Task input section start

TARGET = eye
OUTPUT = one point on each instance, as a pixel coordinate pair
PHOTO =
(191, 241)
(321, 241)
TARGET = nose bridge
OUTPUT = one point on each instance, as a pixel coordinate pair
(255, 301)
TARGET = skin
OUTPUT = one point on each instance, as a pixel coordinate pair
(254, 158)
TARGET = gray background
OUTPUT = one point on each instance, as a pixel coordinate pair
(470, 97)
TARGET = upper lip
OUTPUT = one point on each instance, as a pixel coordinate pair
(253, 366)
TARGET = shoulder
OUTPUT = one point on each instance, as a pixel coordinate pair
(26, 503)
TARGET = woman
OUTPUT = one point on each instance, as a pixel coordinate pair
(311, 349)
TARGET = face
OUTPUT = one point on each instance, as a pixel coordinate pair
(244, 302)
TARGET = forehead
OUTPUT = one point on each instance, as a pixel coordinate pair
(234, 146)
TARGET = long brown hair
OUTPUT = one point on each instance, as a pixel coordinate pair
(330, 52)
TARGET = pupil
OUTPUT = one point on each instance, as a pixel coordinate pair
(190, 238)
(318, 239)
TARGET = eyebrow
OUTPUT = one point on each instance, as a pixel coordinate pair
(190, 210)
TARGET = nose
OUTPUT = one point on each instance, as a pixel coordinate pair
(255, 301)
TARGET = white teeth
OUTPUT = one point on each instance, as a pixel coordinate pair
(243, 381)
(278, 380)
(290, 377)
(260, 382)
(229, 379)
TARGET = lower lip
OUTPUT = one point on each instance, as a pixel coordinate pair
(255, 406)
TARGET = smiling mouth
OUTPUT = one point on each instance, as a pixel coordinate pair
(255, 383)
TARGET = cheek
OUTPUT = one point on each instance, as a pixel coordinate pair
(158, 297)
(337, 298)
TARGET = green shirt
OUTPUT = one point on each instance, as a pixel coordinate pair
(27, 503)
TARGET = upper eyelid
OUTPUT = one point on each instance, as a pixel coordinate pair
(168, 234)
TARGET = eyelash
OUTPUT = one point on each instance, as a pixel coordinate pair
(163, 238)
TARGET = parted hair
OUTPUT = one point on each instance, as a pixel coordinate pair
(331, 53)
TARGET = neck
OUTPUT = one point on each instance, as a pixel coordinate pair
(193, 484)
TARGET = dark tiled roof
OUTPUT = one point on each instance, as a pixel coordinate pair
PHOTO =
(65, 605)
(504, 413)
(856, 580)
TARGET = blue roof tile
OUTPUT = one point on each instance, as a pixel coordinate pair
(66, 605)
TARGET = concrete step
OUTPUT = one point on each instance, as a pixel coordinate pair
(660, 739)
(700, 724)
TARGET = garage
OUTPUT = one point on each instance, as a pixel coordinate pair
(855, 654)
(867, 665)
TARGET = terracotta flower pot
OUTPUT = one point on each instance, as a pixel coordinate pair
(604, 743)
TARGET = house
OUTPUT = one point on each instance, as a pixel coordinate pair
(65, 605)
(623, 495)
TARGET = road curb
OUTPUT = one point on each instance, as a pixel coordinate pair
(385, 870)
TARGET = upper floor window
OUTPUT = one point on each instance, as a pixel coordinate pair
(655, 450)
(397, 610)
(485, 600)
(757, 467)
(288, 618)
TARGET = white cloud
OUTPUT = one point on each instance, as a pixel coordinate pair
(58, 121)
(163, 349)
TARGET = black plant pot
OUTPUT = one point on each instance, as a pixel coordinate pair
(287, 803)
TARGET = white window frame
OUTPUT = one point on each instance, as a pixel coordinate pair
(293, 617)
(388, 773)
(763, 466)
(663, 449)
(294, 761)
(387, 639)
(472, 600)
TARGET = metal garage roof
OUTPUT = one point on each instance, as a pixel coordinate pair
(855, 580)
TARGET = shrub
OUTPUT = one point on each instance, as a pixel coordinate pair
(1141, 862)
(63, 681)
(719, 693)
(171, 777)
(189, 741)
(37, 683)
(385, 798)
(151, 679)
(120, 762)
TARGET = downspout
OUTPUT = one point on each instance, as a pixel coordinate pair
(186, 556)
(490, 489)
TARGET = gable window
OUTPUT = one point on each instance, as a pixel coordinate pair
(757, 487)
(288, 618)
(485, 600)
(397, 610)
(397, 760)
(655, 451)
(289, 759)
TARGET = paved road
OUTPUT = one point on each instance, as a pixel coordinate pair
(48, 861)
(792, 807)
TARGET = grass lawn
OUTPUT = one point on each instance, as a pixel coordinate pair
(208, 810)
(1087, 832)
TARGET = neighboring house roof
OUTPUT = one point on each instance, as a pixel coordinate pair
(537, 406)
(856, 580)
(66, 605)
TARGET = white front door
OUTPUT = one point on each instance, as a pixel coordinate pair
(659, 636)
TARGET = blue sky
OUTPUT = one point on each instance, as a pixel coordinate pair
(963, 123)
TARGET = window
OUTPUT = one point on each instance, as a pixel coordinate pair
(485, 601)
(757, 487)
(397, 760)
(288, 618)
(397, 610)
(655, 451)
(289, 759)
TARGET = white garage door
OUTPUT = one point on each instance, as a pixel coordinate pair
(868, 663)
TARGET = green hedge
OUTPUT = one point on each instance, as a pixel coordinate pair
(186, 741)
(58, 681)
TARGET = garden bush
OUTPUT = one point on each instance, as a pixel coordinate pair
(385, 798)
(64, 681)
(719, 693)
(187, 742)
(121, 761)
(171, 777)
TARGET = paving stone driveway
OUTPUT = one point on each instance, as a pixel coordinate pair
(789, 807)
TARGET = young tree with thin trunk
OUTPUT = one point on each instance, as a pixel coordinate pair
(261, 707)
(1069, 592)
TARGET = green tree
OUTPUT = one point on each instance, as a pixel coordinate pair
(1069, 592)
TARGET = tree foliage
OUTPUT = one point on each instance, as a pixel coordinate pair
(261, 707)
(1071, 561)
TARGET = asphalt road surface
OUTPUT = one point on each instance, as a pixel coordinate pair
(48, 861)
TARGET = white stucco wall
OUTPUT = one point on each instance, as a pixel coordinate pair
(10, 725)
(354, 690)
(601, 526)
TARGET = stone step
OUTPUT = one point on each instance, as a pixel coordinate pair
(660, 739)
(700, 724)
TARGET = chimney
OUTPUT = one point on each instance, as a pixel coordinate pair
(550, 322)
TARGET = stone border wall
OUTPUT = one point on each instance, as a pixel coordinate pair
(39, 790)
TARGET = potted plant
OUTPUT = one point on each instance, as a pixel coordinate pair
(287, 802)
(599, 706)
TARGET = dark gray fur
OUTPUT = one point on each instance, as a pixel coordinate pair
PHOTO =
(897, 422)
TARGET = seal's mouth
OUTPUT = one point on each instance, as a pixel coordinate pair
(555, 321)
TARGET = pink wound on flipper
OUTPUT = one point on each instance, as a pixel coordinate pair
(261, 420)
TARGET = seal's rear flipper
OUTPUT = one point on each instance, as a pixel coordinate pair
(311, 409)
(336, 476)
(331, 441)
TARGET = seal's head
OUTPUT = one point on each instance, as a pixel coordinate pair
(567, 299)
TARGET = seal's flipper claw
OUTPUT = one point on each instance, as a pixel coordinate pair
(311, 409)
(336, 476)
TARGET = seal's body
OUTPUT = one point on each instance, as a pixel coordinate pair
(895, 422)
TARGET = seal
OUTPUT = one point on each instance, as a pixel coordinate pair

Task input section end

[Problem requirements] Give the records again, exactly as they appear.

[Exercise response]
TARGET = eye
OUTPUT = one point on each instance, as a pixel coordinate pair
PHOTO =
(191, 241)
(321, 241)
TARGET = nose bridge
OUTPUT = one point on each instance, as a pixel coordinate pair
(255, 301)
TARGET = skin
OUTPUT = one point on each instance, as a pixel coordinate pair
(254, 158)
TARGET = gray background
OUTPUT = one point on each instance, as a pixel coordinate pair
(470, 97)
TARGET = upper lip
OUTPUT = one point on each instance, as a pixel coordinate pair
(253, 366)
TARGET = shoulder
OUTPUT = one point on each instance, as a pixel coordinate pair
(26, 503)
TARGET = woman
OUTPUT = one point on each instance, as a pixel coordinate pair
(311, 349)
TARGET = face
OUTPUT = one point on each instance, as a pixel coordinate pair
(244, 302)
TARGET = forehead
OUTPUT = one point on each instance, as a pixel coordinate pair
(234, 146)
TARGET = long brown hair
OUTPUT = one point on each instance, as a pixel coordinate pair
(330, 52)
TARGET = pupil
OUTPUT = one point on each instance, as a pixel coordinate pair
(190, 238)
(318, 239)
TARGET = eyebrow
OUTPUT = one point on each instance, as a pixel coordinate pair
(190, 210)
TARGET = nose
OUTPUT = one point on each instance, as a pixel coordinate pair
(255, 301)
TARGET = white teeth
OUTPUT = one point on each instance, as a pixel coordinate pair
(243, 381)
(278, 380)
(290, 377)
(260, 382)
(229, 379)
TARGET = lower lip
OUTPUT = one point on each instance, as a pixel coordinate pair
(255, 406)
TARGET = smiling mouth
OUTPUT = one point on each instance, as a pixel coordinate pair
(255, 383)
TARGET = cheek
OUTPUT = one point on each instance, as a pixel coordinate pair
(158, 297)
(337, 298)
TARGET = green shirt
OUTPUT = one point on each instance, as a pixel coordinate pair
(27, 503)
TARGET = upper eyelid
OUTPUT = one point on each instance, as a pixel coordinate pair
(168, 234)
TARGET = eyelash
OUTPUT = one point on each instance, as a pixel coordinate pair
(163, 238)
TARGET = parted hair
OUTPUT = one point on each instance, as a pixel coordinate pair
(331, 53)
TARGET = neck
OUTPUT = one point on each instance, as a pixel coordinate pair
(193, 484)
TARGET = dark tiled roof
OUTPUT = one point on each instance, as a pixel coordinate pair
PHOTO =
(65, 605)
(504, 413)
(856, 580)
TARGET = blue roof tile
OUTPUT = one point on each instance, as a pixel coordinate pair
(66, 605)
TARGET = concrete step
OUTPUT = one point on each instance, as a pixel coordinate pair
(660, 739)
(700, 724)
TARGET = garage
OUTPUT = one point on each instance, as a pixel coordinate pair
(855, 654)
(867, 665)
TARGET = terracotta flower pot
OUTPUT = one point on each instance, as a pixel coordinate pair
(604, 743)
TARGET = house
OUTPUT = one point on each instance, as a pixel coordinate pair
(65, 605)
(623, 495)
TARGET = road curb
OUTPUT = one point on each instance, as a pixel coordinate pair
(385, 870)
TARGET = upper floor window
OUTPUT = one point on each instance, as a pixel coordinate pair
(655, 450)
(397, 610)
(485, 600)
(757, 467)
(288, 618)
TARGET = white cloud
OUTPUT = one point on each instance, as a pixel coordinate pair
(58, 121)
(163, 349)
TARGET = black plant pot
OUTPUT = one point on each instance, as a pixel coordinate pair
(287, 803)
TARGET = white window frame
OUTPUT = one point on each instance, as a pixel coordinate pair
(293, 617)
(388, 773)
(763, 466)
(663, 449)
(294, 761)
(387, 639)
(472, 600)
TARGET = metal garage roof
OUTPUT = one point on each instance, as a pixel coordinate pair
(855, 580)
TARGET = shrub
OUTPUT = one point on each instance, as a pixel coordinate pair
(1141, 862)
(63, 681)
(719, 693)
(171, 777)
(189, 741)
(37, 683)
(385, 798)
(151, 679)
(120, 762)
TARGET = downspout
OUTPUT = one point on each instance, as a pixel coordinate pair
(186, 556)
(490, 489)
TARGET = gable window
OUTPUT = one point on each instance, as a pixel coordinate pair
(757, 487)
(288, 618)
(485, 600)
(397, 610)
(397, 760)
(655, 451)
(289, 759)
TARGET = paved road
OUTPUT = one point on each instance, as a pixel coordinate pair
(48, 861)
(792, 807)
TARGET = grass lawn
OUTPUT = one point on each instance, as a pixel coordinate pair
(208, 810)
(1087, 832)
TARGET = neighboring house roof
OUTPUT = one point on each instance, as a pixel coordinate pair
(537, 406)
(856, 580)
(66, 605)
TARGET = white front door
OUTPUT = one point on each instance, as a pixel coordinate pair
(659, 636)
TARGET = blue sky
OUTPUT = one point on each instance, as a pixel coordinate pair
(963, 123)
TARGET = window
OUTPUT = one point on each instance, as a pixel coordinate pair
(485, 601)
(757, 487)
(397, 760)
(288, 618)
(397, 610)
(655, 451)
(289, 759)
TARGET = white garage door
OUTPUT = one point on each instance, as a pixel coordinate pair
(868, 663)
TARGET = green hedge
OUTPUT = one point on each instance, as a pixel coordinate pair
(186, 741)
(58, 681)
TARGET = garden bush
OUTPUT = one point on each instance, as a pixel coordinate pair
(385, 798)
(64, 681)
(719, 693)
(187, 742)
(121, 761)
(171, 777)
TARGET = paving stone driveway
OUTPUT = one point on each instance, as a pixel coordinate pair
(789, 807)
TARGET = young tree with thin trunk
OUTPUT = one point on each instance, as a pixel coordinate pair
(261, 707)
(1069, 592)
TARGET = green tree
OUTPUT = one point on each instance, as a pixel coordinate pair
(1069, 592)
TARGET = tree foliage
OUTPUT = one point on each instance, as a pixel coordinate pair
(261, 707)
(1071, 561)
TARGET = asphalt road surface
OUTPUT = one point on each instance, as a pixel coordinate pair
(48, 861)
TARGET = white stucco wall
OUTPUT = one point on each instance, as a pixel coordinate pair
(10, 725)
(354, 690)
(601, 526)
TARGET = stone step
OUTPUT = one point on each instance, as a pixel coordinate pair
(660, 739)
(700, 724)
TARGET = chimney
OUTPUT = one point on each instance, as a pixel coordinate pair
(550, 322)
TARGET = stone border wall
OUTPUT = one point on each instance, as a pixel coordinate pair
(39, 790)
TARGET = potted plant
OUTPUT = one point on each instance, as a pixel coordinate pair
(287, 802)
(599, 706)
TARGET = dark gray fur
OUTPUT = one point on each instance, as a pixel coordinate pair
PHOTO =
(897, 422)
TARGET = seal's mouth
OUTPUT = one point on each instance, as a pixel coordinate pair
(555, 321)
TARGET = pink wound on flipper
OUTPUT = one point on each instance, as a pixel coordinate pair
(261, 420)
TARGET = seal's rear flipper
OUTPUT = one point on each instance, as a pixel coordinate pair
(311, 409)
(336, 476)
(331, 441)
TARGET = seal's head
OUTPUT = one point on each instance, as a pixel coordinate pair
(567, 299)
TARGET = seal's flipper claw
OUTPUT = one point on each instance, as a pixel coordinate pair
(311, 409)
(336, 476)
TARGET = seal's body
OUTPUT = one point on each instance, as a pixel coordinate pair
(895, 422)
TARGET = seal
OUTPUT = one point on each instance, as a pixel coordinate pair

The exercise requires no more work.